- [Your tasks]
**a)** In the review of Sea of Dangers, what ship did de Surville sail across the Pacific?
**b)** Write the next part of the review of Sea of Dangers, picking up after its last sentence.

Melbourne: Penguin Australia, 2010 ISBN 9780143204893
The blurb in the front of this book points out that Geoffrey Blainey is "one of Australia's best-known historians." With over 30 books to his name, he has also been one of our most prolific. His academic career initially started in the field of Economic History, but he soon branched out into more general topics, with Mining being a particular interest, before in his late career writing some broad histories such as A Short History of the World, which sold very well.
Sea of Dangers is a return to the more specific, a history of Cook's "discovery" of Australia - mostly. The book is mainly about Cook's first voyage (1768-1761), but Blainey has intertwined the journey of Jean-Francois-Marie de Surville across the Pacific in the Saint Jean-Baptiste with Cook's story. Why has he done this? Because, although Cook was on a scientific mission and de Surville on a trade mission, they shared a similar goal - to find the "missing continent" "Davis Land", which was purported to exist in the South Pacific.

- [Information shown]
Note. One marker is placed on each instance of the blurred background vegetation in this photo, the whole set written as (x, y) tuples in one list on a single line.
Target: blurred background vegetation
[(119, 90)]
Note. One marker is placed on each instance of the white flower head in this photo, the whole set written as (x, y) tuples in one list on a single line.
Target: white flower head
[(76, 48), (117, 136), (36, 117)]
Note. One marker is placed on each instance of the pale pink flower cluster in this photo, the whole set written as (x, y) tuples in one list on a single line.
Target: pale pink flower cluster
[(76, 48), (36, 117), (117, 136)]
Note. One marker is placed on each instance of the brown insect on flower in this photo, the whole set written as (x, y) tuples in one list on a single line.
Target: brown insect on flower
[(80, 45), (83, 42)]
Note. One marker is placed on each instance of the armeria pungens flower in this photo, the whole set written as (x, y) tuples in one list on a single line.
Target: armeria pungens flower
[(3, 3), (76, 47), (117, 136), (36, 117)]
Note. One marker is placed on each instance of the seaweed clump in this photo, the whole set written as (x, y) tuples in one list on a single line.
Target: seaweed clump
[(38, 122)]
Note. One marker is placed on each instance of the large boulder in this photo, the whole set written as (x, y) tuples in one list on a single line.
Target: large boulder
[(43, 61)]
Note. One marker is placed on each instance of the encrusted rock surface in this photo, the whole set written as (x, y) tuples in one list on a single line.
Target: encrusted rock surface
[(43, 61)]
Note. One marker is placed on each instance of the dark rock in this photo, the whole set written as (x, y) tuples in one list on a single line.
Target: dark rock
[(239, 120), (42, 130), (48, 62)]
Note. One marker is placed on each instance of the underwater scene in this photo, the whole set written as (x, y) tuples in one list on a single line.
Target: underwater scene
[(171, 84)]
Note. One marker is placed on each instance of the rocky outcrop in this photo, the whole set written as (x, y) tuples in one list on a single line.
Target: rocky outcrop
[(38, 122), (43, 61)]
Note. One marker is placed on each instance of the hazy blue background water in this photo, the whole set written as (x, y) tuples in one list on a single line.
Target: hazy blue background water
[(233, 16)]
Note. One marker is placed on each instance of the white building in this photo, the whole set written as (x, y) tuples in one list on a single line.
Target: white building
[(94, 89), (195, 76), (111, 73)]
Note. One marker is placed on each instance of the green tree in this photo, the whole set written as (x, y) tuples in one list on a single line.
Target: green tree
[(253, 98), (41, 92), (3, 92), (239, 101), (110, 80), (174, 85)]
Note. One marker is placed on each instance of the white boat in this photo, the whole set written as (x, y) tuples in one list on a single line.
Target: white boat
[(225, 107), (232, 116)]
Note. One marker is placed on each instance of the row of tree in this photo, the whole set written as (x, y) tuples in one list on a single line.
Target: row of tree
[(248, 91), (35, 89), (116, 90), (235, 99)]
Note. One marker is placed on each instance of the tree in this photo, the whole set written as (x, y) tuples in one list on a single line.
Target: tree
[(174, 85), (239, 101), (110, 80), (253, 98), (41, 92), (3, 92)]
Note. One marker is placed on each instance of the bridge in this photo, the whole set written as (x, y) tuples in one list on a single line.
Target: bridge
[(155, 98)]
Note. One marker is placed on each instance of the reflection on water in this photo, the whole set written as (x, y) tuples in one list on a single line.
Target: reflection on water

- [Your written answers]
**a)** The Saint Jean-Baptiste.

**b)**
Although the two explorers never met, they were at one stage of their voyages within a few hours of each other, at the Northern tip of New Zealand, an absolutely extraordinary circumstance. Blainey notes that de Surville was also within a few hours of the Australian coast before he turned east to New Zealand: in fact he was so close that the crew could smell land.
So the question needs to be asked - why did de Surville spend so little time investigating new lands? The key is in the purpose of his voyage - to trade. Spurred on by the belief that Davis Land existed, and by stories emanating from the voyage of the Dolphin that Jewish traders from another land were seen at Tahiti, de Surville did not want to land on the coast of Australia, which others had written about as a barren land of no water, gold, or food, and with natives who were hostile and not interested in trade.
In fact de Surville's search for trade ended up severely hampering his voyage. With no incentive to stop for a long time at places he couldn't trade, his crew never had the chance to gather and eat enough fresh food to stave off scurvy and the other ills that beset a ship-bound crew in the Eighteenth Century. On several occasions he barely had enough fit men to crew the ship.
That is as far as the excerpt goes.